◆ Information given:
Begin

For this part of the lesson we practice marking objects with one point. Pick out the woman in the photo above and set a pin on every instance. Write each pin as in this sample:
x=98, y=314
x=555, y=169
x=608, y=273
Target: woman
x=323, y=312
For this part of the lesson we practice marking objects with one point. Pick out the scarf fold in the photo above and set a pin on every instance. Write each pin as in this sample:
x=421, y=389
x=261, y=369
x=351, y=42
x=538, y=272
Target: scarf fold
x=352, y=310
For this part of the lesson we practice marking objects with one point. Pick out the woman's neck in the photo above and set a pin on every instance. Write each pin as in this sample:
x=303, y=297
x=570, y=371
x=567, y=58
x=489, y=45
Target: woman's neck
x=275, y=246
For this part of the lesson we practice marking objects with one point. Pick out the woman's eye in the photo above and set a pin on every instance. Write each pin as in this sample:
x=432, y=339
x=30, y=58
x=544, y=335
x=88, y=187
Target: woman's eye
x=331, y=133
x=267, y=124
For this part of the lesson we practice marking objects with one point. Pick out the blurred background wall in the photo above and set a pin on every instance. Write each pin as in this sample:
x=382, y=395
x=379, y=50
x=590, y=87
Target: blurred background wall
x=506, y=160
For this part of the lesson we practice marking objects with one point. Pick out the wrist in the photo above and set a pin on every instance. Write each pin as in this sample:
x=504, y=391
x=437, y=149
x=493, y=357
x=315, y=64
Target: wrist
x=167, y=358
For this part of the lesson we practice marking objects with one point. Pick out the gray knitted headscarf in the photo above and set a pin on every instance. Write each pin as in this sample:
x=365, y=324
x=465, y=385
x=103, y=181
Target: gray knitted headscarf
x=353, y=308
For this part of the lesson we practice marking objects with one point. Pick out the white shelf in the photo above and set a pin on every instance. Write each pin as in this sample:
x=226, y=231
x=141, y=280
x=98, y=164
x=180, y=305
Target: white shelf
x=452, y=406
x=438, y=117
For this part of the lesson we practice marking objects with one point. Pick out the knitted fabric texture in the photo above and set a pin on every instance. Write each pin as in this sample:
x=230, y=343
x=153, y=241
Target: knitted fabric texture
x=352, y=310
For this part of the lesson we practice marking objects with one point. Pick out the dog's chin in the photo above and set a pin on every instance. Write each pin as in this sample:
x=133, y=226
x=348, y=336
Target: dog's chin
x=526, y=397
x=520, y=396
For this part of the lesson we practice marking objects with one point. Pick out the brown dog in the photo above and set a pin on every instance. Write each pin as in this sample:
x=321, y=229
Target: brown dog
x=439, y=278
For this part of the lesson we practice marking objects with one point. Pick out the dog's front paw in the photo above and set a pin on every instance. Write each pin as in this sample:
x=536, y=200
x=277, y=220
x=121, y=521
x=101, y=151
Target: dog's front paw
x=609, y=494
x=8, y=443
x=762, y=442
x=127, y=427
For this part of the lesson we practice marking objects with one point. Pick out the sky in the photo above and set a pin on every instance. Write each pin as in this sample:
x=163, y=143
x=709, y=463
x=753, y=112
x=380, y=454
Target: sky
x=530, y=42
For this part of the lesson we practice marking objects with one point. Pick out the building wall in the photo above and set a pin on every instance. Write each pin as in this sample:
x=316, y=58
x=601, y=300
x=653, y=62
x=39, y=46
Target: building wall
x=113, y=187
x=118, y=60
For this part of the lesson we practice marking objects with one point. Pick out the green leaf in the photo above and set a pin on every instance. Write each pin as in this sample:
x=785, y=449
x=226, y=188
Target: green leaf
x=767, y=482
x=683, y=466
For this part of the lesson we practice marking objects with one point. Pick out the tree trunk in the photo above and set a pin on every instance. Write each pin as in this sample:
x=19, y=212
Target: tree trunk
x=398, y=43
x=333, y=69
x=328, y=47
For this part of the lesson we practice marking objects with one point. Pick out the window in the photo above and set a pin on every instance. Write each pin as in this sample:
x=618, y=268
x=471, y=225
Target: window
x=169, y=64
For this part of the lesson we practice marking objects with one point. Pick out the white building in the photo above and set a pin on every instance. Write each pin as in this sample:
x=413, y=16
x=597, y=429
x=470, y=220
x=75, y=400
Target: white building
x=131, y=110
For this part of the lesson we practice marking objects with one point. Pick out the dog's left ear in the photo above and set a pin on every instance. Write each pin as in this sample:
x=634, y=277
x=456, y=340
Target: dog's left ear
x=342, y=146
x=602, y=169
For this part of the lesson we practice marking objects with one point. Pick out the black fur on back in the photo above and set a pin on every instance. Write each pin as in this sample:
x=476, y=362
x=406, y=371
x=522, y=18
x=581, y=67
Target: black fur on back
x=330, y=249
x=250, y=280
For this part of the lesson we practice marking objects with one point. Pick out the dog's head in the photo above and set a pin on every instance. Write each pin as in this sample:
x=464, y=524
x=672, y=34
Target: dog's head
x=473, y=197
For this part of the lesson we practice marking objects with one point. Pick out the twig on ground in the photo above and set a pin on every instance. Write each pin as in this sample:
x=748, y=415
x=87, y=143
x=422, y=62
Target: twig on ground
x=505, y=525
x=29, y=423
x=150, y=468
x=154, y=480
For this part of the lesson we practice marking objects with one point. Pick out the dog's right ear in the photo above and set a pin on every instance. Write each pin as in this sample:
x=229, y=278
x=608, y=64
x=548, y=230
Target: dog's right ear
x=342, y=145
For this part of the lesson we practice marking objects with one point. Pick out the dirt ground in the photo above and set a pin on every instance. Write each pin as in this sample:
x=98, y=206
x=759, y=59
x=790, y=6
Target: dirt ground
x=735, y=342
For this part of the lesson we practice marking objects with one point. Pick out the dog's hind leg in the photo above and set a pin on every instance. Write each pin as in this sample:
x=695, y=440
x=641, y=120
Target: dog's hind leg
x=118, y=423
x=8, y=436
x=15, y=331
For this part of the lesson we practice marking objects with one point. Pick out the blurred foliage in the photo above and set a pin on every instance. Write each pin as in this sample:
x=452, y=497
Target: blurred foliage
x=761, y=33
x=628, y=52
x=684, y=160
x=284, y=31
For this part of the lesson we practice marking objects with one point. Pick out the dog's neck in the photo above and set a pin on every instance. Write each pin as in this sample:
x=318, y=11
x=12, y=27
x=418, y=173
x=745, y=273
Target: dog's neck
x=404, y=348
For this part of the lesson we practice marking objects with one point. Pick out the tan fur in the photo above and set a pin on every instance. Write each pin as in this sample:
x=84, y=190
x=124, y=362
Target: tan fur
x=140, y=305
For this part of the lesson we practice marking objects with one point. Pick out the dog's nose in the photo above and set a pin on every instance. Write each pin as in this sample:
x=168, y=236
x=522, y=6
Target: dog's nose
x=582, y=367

End

Copy all of the records above word for word, line by line, without changing anything.

For this part of the lesson we practice marking objects with one point. Pick out the woman in the photo above and set a pin on every instance. Write each pin as in this sample:
x=98, y=314
x=555, y=169
x=608, y=273
Target: woman
x=323, y=312
For this part of the lesson we practice marking objects with one point. Pick out the scarf fold in the photo above and set a pin on every instance. Write each pin as in this sample:
x=421, y=389
x=261, y=369
x=351, y=42
x=538, y=272
Target: scarf fold
x=352, y=310
For this part of the lesson we practice marking objects with one point. Pick out the woman's neck in the photo above and set a pin on every instance. Write each pin as in this sample:
x=303, y=297
x=570, y=371
x=567, y=58
x=489, y=45
Target: woman's neck
x=275, y=246
For this part of the lesson we practice marking objects with one point. Pick out the woman's eye in the photo above and set a pin on every instance. Write each pin as in this sample:
x=432, y=339
x=30, y=58
x=544, y=335
x=88, y=187
Target: woman's eye
x=331, y=133
x=267, y=124
For this part of the lesson we practice marking objects with one point. Pick out the blurred background wall in the photo above and set a pin on every instance. Write each pin as in this sample:
x=382, y=395
x=379, y=50
x=590, y=87
Target: blurred background wall
x=506, y=160
For this part of the lesson we practice marking objects with one point. Pick out the wrist in the photo above and set a pin on every instance. Write each pin as in this sample:
x=504, y=391
x=437, y=149
x=493, y=357
x=315, y=64
Target: wrist
x=167, y=358
For this part of the lesson we practice marking objects with one point. Pick out the gray knitted headscarf in the photo above and set a pin on every instance. Write each pin as in this sample:
x=365, y=324
x=465, y=385
x=103, y=181
Target: gray knitted headscarf
x=353, y=308
For this part of the lesson we practice marking objects with one point. Pick out the white shelf in the photo above and set a pin on every instance. Write each pin as in this sample:
x=226, y=231
x=141, y=280
x=98, y=164
x=180, y=305
Target: white shelf
x=452, y=406
x=438, y=117
For this part of the lesson we practice marking objects with one point. Pick out the knitted fabric texture in the photo above and set a pin on every instance. Write each pin as in this sample:
x=230, y=343
x=153, y=241
Target: knitted fabric texture
x=352, y=310
For this part of the lesson we practice marking objects with one point. Pick out the dog's chin in the photo above and set a pin on every instance. Write each pin as in this sample:
x=133, y=226
x=348, y=336
Target: dog's chin
x=526, y=397
x=520, y=396
For this part of the lesson we practice marking objects with one point. Pick out the brown dog in the photo above and set a pin on every instance. Write each pin as in this sample:
x=321, y=229
Target: brown dog
x=439, y=278
For this part of the lesson we practice marking objects with one point. Pick out the dog's front paw in the photo above and set a pin on every instance. Write each pin as in this sample:
x=536, y=200
x=277, y=220
x=121, y=521
x=101, y=151
Target: dog's front paw
x=609, y=494
x=8, y=443
x=762, y=442
x=127, y=427
For this part of the lesson we practice marking objects with one point. Pick out the sky in the photo above and set a pin on every instance. Write each pin as in this sample:
x=163, y=143
x=709, y=463
x=753, y=112
x=380, y=454
Target: sky
x=530, y=42
For this part of the lesson we practice marking objects with one point. Pick out the building wall in the photo above and set a pin on every instance. Write each pin as in this sample:
x=316, y=58
x=601, y=300
x=653, y=62
x=39, y=46
Target: building wall
x=113, y=187
x=118, y=60
For this part of the lesson we practice marking objects with one point. Pick out the green leaf in the photo above and set a pin on every instance. Write each pin as in this sample:
x=785, y=449
x=226, y=188
Target: green leaf
x=767, y=482
x=683, y=466
For this part of the lesson we practice marking objects with one point. Pick out the tree trunk in the photo above and set a pin on every instance. Write each pin as in this sample:
x=19, y=212
Target: tree trunk
x=398, y=43
x=333, y=69
x=328, y=47
For this part of the lesson we practice marking objects with one point. Pick out the window in the photo above and set a pin on every instance. Write each pin as in this sample:
x=618, y=268
x=471, y=225
Target: window
x=169, y=64
For this part of the lesson we practice marking objects with one point. Pick out the white building in the photo above and set a pin on every instance. Write each pin as in this sample:
x=413, y=16
x=597, y=429
x=470, y=220
x=75, y=400
Target: white building
x=131, y=110
For this part of the lesson we practice marking objects with one point. Pick out the dog's left ear in the photo above and set a pin on every instance. Write each pin as in this sample:
x=634, y=277
x=456, y=340
Target: dog's left ear
x=342, y=146
x=602, y=169
For this part of the lesson we practice marking objects with one point. Pick out the black fur on back in the photo above and set a pin on every instance. Write each pin as in this sample:
x=476, y=362
x=406, y=371
x=522, y=18
x=581, y=67
Target: black fur on back
x=330, y=249
x=250, y=280
For this part of the lesson we practice marking objects with one point. Pick out the dog's head in the photo above and set a pin on every instance. Write each pin as in this sample:
x=464, y=524
x=672, y=34
Target: dog's head
x=473, y=197
For this part of the lesson we practice marking objects with one point. Pick out the twig on ground in the photo above and set a pin on every instance. Write each pin as in this sample:
x=748, y=415
x=87, y=143
x=422, y=62
Target: twig on ground
x=505, y=525
x=29, y=423
x=150, y=468
x=154, y=480
For this part of the lesson we practice marking objects with one point. Pick out the dog's right ear in the photo above and set a pin on every instance. Write each pin as in this sample:
x=229, y=278
x=608, y=64
x=548, y=230
Target: dog's right ear
x=342, y=145
For this part of the lesson we practice marking objects with one point. Pick out the dirt ground in the photo above and set a pin on every instance. Write each pin as in this sample:
x=98, y=206
x=759, y=59
x=790, y=6
Target: dirt ground
x=735, y=342
For this part of the lesson we practice marking objects with one point. Pick out the dog's hind leg in the photo above and set a pin on every instance. Write each pin as in this sample:
x=695, y=440
x=641, y=120
Target: dog's hind leg
x=118, y=423
x=8, y=436
x=15, y=331
For this part of the lesson we practice marking objects with one point. Pick out the blurred foliage in the photo above and set a pin on every instance. Write each pin as in this sample:
x=452, y=497
Target: blurred foliage
x=761, y=33
x=628, y=52
x=684, y=160
x=284, y=31
For this part of the lesson we practice marking objects with one point. Pick out the dog's neck in the photo above and set a pin on every instance. Write each pin as in this sample:
x=318, y=11
x=12, y=27
x=418, y=173
x=745, y=273
Target: dog's neck
x=404, y=348
For this part of the lesson we practice marking objects with one point. Pick out the tan fur in the photo above and set a pin on every instance. Write each pin as in this sample:
x=84, y=190
x=124, y=362
Target: tan fur
x=140, y=305
For this part of the lesson we practice marking objects with one point. Pick out the dog's nose in the photo above and set a pin on every instance. Write each pin as in this sample:
x=168, y=236
x=522, y=6
Target: dog's nose
x=582, y=367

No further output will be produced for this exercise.